= Goal =
Reproduce the listing word for word, leaving every picture behind.

[Some records]
------------------------------

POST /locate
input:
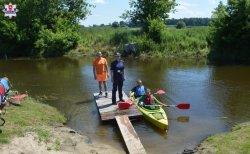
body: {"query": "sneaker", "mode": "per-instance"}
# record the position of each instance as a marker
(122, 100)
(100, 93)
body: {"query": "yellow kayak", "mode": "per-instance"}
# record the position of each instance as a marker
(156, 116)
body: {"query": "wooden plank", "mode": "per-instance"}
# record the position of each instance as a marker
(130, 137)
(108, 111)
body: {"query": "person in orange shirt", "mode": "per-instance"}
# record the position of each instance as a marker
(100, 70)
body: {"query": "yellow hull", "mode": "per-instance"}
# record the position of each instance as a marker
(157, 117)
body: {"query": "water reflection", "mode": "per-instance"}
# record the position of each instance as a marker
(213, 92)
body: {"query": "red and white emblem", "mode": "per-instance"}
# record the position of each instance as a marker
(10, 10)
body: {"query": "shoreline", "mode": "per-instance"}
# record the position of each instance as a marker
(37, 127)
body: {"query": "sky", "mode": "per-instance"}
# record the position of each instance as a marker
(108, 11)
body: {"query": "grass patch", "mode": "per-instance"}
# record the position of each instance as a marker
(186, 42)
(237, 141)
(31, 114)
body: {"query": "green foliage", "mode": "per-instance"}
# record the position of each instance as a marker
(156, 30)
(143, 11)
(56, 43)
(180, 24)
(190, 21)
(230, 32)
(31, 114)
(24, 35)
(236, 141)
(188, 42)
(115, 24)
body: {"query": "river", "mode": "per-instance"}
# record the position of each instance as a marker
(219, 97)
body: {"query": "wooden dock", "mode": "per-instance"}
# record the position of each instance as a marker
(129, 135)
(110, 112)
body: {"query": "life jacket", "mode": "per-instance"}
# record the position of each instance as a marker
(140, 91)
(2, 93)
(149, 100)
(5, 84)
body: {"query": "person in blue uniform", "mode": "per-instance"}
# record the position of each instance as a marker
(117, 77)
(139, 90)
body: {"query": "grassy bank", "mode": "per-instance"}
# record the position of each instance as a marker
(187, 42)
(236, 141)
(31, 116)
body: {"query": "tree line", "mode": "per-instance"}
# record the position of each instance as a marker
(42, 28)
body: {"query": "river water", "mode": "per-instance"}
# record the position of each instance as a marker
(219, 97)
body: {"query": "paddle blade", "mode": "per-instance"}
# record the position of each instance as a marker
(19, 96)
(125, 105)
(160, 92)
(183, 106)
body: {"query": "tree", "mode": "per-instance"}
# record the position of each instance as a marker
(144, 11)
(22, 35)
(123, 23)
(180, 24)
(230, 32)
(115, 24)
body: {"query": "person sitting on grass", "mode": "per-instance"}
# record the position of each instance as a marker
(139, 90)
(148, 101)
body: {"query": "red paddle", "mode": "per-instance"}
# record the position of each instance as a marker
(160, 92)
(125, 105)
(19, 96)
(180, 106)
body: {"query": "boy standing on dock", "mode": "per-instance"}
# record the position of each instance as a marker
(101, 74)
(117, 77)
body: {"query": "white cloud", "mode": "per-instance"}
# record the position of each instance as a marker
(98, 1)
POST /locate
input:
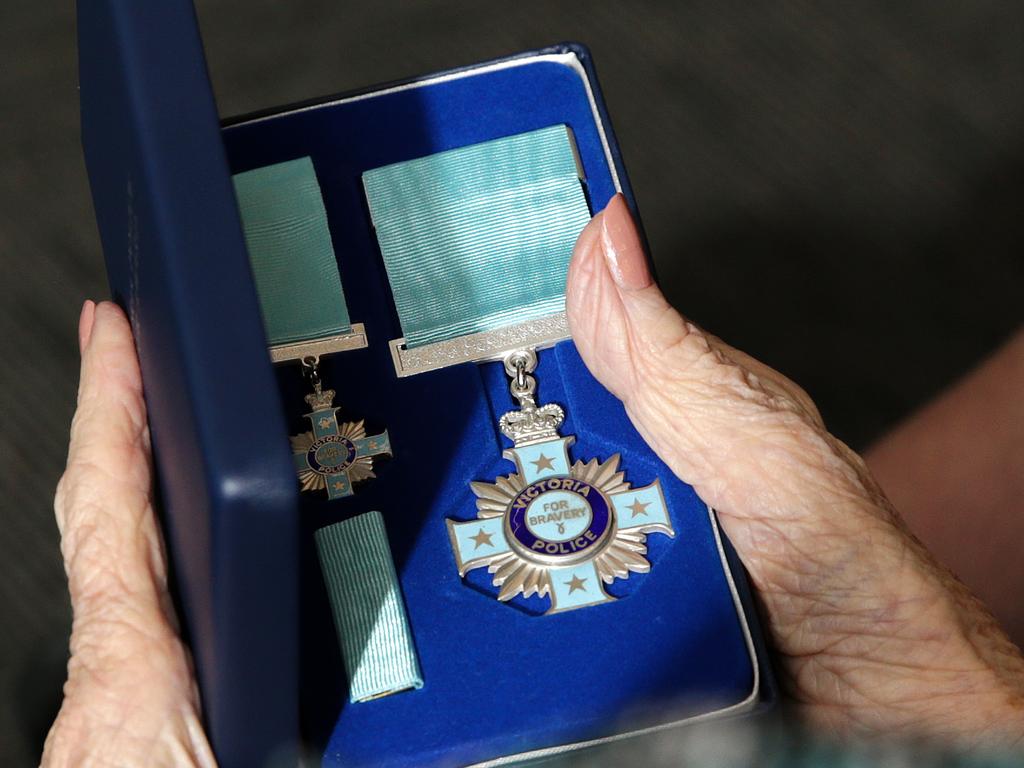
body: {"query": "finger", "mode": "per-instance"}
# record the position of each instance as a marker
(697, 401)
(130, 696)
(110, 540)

------------------------------

= Written solution =
POST /locate
input:
body: {"query": "sneaker", "mode": "per-instance"}
# record the position of each instance as a marker
(122, 100)
(100, 93)
body: {"query": "yellow kayak", "mode": "per-instance"}
# record the position of each instance as a marker
(156, 116)
body: {"query": "wooden plank", "mode": "per-instance"}
# record the position of each instance as a marker
(130, 137)
(108, 111)
body: {"query": "person in orange shirt", "mode": "per-instance"}
# record the position of each instance as a marker
(100, 70)
body: {"query": "yellow hull", "mode": "per-instance"}
# record the position of each instance as a marker
(157, 117)
body: {"query": "water reflection", "mode": "per-instance"}
# record the position of each instance as a marker
(213, 92)
body: {"query": "red and white emblem", "mode": "per-instance"}
# record the position of each instance as a marker
(10, 10)
body: {"query": "shoreline", "mode": "per-instance"}
# record the position of each instance as a marker
(37, 127)
body: {"query": "sky", "mode": "per-instance"}
# record the position of each instance as a marker
(108, 11)
body: {"query": "grass patch", "mode": "per-instance"}
# record the position of each instance as a marker
(186, 42)
(237, 141)
(31, 114)
body: {"query": "green foliage", "mode": "per-instance"}
# record the position of each instance as a marker
(156, 30)
(143, 11)
(56, 43)
(180, 24)
(190, 21)
(230, 32)
(31, 114)
(24, 35)
(236, 141)
(188, 42)
(115, 24)
body: {"query": "river", "mode": "per-instance"}
# record the position of each instance as a marker
(219, 97)
body: {"query": "wooden dock", "mode": "per-instance"}
# record the position of each instance as a marker
(129, 135)
(110, 112)
body: {"query": "life jacket", "mode": "per-instance"}
# record the position of each instance as a marker
(140, 91)
(2, 93)
(149, 100)
(5, 84)
body: {"query": "person in blue uniform", "mode": "per-instance"}
# record the position of each instance as a marker
(117, 77)
(139, 90)
body: {"query": "grassy bank", "mode": "per-instance"}
# record the position of each instance as a marker
(187, 42)
(236, 141)
(31, 116)
body: {"query": "tree line", "mode": "per-instance"}
# record the position of each instance as a marker
(42, 28)
body: {"query": "river water", "mode": "per-instance"}
# record the position of each instance as a marker
(219, 97)
body: {"query": "paddle blade", "mode": "per-instance"}
# record the position of each instance as a marker
(19, 96)
(125, 105)
(160, 92)
(183, 106)
body: {"query": "tree", "mode": "per-instance"}
# record the position of each instance as a marker
(144, 11)
(22, 35)
(123, 23)
(180, 24)
(230, 32)
(115, 24)
body: {"query": "person sitting on grass", "mode": "per-instance"}
# record the position of each instance as a marker
(139, 90)
(148, 101)
body: {"query": "red paddle", "mode": "per-instance"}
# record the position of each instance as a marker
(160, 92)
(125, 105)
(19, 96)
(180, 106)
body: {"query": "boy standing on dock", "mode": "per-instance"}
# record the position of each instance as a marker
(101, 74)
(117, 77)
body: {"query": "white cloud", "mode": "per-instance"}
# record the position of each instance as a marker
(98, 1)
POST /locate
input:
body: {"query": "finger", "mode": "per-instance"}
# record the position of each instance as a marker
(697, 401)
(130, 696)
(110, 540)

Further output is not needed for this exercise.